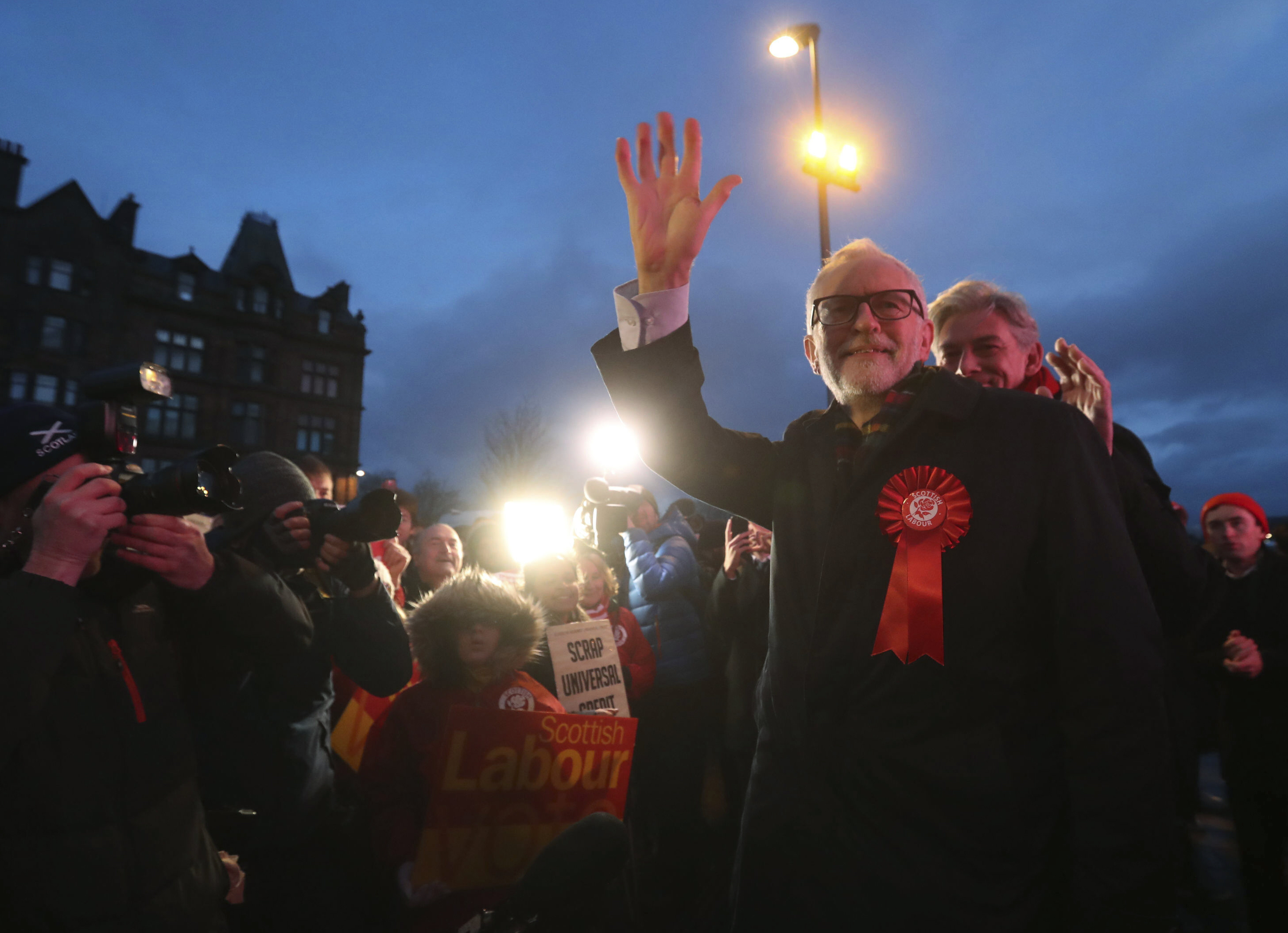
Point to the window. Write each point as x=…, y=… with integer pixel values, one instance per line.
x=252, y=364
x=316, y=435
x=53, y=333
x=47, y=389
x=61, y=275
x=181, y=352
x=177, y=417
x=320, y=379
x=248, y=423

* * *

### EXERCISE DESCRIPTION
Return the records above without any changes, but leave out the pictures.

### RESULT FOR THIS EXERCISE
Point to the window. Write each point as x=…, y=… with integer pixel values, one instance per line.
x=252, y=364
x=316, y=435
x=53, y=333
x=47, y=389
x=61, y=275
x=181, y=352
x=177, y=417
x=320, y=379
x=248, y=423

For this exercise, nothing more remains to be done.